▸ Work item: Print the line that has "Point to the woman's open" in it, then every remaining line of the data, exactly and without anything extra.

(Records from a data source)
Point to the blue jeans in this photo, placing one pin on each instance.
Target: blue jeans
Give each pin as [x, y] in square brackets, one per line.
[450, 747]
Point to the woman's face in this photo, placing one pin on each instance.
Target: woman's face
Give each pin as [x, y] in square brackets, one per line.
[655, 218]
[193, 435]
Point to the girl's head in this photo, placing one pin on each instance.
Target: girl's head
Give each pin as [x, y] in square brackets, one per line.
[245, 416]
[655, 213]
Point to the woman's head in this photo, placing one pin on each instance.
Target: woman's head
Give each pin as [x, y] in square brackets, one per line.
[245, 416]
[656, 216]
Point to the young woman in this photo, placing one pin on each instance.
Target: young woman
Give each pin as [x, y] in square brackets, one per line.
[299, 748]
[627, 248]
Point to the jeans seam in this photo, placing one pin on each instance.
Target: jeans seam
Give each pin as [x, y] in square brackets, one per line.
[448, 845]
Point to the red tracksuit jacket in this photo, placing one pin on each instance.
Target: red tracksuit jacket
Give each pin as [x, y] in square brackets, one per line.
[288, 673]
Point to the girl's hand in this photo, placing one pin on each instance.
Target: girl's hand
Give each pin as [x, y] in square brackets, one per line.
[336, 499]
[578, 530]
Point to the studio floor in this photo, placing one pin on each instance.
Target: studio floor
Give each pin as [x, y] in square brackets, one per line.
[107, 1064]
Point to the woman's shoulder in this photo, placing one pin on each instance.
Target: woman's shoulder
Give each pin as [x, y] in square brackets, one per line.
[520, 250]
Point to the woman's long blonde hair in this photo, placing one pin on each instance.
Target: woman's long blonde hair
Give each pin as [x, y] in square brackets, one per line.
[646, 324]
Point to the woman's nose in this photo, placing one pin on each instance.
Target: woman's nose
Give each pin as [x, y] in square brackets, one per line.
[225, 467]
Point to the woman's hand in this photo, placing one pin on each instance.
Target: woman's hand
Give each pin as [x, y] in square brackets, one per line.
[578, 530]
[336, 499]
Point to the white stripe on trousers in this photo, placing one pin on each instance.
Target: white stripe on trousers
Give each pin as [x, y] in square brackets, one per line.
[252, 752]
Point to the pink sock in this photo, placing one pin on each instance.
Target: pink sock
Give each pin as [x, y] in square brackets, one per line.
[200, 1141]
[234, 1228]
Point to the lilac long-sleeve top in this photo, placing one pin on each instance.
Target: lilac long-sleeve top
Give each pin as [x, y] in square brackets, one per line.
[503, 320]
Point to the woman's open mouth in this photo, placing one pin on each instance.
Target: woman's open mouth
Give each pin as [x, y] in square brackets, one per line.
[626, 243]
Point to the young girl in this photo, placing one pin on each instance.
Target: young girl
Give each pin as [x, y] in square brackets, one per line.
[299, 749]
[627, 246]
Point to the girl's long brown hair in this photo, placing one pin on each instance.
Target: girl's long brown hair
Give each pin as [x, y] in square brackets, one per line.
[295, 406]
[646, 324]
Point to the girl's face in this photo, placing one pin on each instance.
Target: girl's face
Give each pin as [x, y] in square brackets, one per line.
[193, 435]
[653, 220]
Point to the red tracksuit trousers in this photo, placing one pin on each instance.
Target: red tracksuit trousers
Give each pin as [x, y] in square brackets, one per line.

▸ Task answer:
Point to the woman's open mouth in this photo, placing one pin on each instance.
Target: woman's open mouth
Give each pin as [x, y] in square brackets, one per line.
[626, 243]
Point to the young girl in this photo, placing one pin on each instance.
Target: young girl
Give each pin as [x, y] in square brackets, one per line.
[299, 749]
[627, 246]
Point to the girl's long brown hair in this photo, placing one pin on each instance.
Target: girl's long brown hair
Give each pin as [x, y] in square brackets, one per line.
[295, 406]
[646, 324]
Point to the girl's face in this photo, placing one pin on each instance.
Target: girl's face
Give each pin as [x, y] in square brackets, one per line.
[193, 435]
[653, 220]
Point to the red tracksuit trousers in this photo, placing one pin on each instance.
Target: red tracksuit trousers
Give each pin as [x, y] in square brackets, one per line.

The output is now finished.